> _RECORDS SUPPLIED_
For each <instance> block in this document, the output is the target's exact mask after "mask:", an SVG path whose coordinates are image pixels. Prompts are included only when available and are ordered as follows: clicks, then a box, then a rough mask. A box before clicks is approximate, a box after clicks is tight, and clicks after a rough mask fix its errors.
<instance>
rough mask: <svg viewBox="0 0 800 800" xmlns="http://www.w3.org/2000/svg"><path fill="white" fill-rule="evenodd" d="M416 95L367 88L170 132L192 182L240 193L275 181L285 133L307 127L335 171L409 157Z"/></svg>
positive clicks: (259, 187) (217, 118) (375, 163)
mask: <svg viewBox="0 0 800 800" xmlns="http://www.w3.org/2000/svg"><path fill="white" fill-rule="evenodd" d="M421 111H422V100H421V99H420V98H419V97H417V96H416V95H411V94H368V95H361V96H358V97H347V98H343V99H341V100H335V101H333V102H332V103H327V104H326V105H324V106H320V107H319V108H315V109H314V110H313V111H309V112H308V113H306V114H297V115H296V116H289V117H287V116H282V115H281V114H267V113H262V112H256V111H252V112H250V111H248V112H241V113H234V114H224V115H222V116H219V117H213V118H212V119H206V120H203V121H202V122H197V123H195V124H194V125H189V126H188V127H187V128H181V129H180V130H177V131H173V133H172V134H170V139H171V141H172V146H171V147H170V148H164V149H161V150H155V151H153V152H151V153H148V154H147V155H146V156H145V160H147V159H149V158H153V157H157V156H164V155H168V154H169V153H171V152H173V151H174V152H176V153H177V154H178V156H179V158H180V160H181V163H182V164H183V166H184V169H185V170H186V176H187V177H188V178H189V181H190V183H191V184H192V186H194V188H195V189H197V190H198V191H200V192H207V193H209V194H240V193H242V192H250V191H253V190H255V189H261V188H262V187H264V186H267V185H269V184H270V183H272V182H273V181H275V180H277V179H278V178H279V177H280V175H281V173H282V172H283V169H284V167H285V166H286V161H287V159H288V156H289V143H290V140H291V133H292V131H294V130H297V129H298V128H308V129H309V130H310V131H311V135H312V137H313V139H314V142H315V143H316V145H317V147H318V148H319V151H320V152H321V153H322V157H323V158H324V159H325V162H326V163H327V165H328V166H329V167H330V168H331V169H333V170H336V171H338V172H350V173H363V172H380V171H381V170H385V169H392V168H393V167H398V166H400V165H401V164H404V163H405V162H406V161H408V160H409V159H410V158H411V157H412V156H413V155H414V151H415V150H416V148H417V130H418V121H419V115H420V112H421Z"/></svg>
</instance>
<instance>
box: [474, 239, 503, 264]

> _WHAT IS NEEDED_
Reproduce the records exactly, keeping every line.

> _ANSWER SPACE_
For each <instance> block in this document, the output is the target's exact mask after "mask:", an SVG path whose coordinates are image pixels. Prompts are included only when available and are ordered as follows: clicks, then a box, then a rough mask. A box before clicks is approximate, a box after clicks is tight, and clicks after a rough mask fix its errors.
<instance>
rough mask: <svg viewBox="0 0 800 800" xmlns="http://www.w3.org/2000/svg"><path fill="white" fill-rule="evenodd" d="M416 95L367 88L170 132L192 182L240 193L275 181L285 133L307 127L335 171L409 157Z"/></svg>
positive clicks: (259, 187) (217, 118) (375, 163)
mask: <svg viewBox="0 0 800 800" xmlns="http://www.w3.org/2000/svg"><path fill="white" fill-rule="evenodd" d="M421 111H422V100H421V99H420V98H419V97H417V96H416V95H411V94H368V95H361V96H358V97H347V98H343V99H341V100H335V101H333V102H332V103H327V104H326V105H324V106H320V107H319V108H315V109H314V110H313V111H309V112H308V113H306V114H297V115H296V116H289V117H287V116H282V115H281V114H267V113H262V112H256V111H252V112H250V111H248V112H241V113H234V114H224V115H222V116H219V117H213V118H212V119H206V120H203V121H202V122H197V123H195V124H194V125H189V126H188V127H187V128H181V129H180V130H177V131H173V133H172V134H170V139H171V141H172V146H171V147H170V148H164V149H161V150H155V151H153V152H151V153H148V154H147V155H146V156H145V160H147V159H149V158H153V157H157V156H164V155H168V154H169V153H171V152H173V151H174V152H176V153H177V154H178V156H179V158H180V160H181V163H182V164H183V166H184V169H185V170H186V176H187V177H188V178H189V181H190V183H191V184H192V186H194V188H195V189H197V190H198V191H200V192H207V193H209V194H240V193H242V192H250V191H253V190H255V189H261V188H262V187H264V186H267V185H269V184H270V183H272V182H273V181H275V180H277V179H278V178H279V177H280V175H281V173H282V172H283V169H284V167H285V166H286V161H287V159H288V156H289V143H290V140H291V133H292V131H294V130H297V129H298V128H308V129H309V130H310V131H311V135H312V137H313V139H314V142H315V143H316V145H317V147H318V148H319V151H320V152H321V153H322V157H323V158H324V159H325V162H326V163H327V165H328V166H329V167H330V168H331V169H333V170H336V171H338V172H350V173H363V172H380V171H381V170H385V169H392V168H393V167H398V166H400V165H401V164H404V163H405V162H406V161H408V160H409V159H410V158H411V157H412V156H413V155H414V151H415V150H416V148H417V130H418V121H419V115H420V112H421Z"/></svg>
</instance>
<instance>
box: [474, 239, 503, 264]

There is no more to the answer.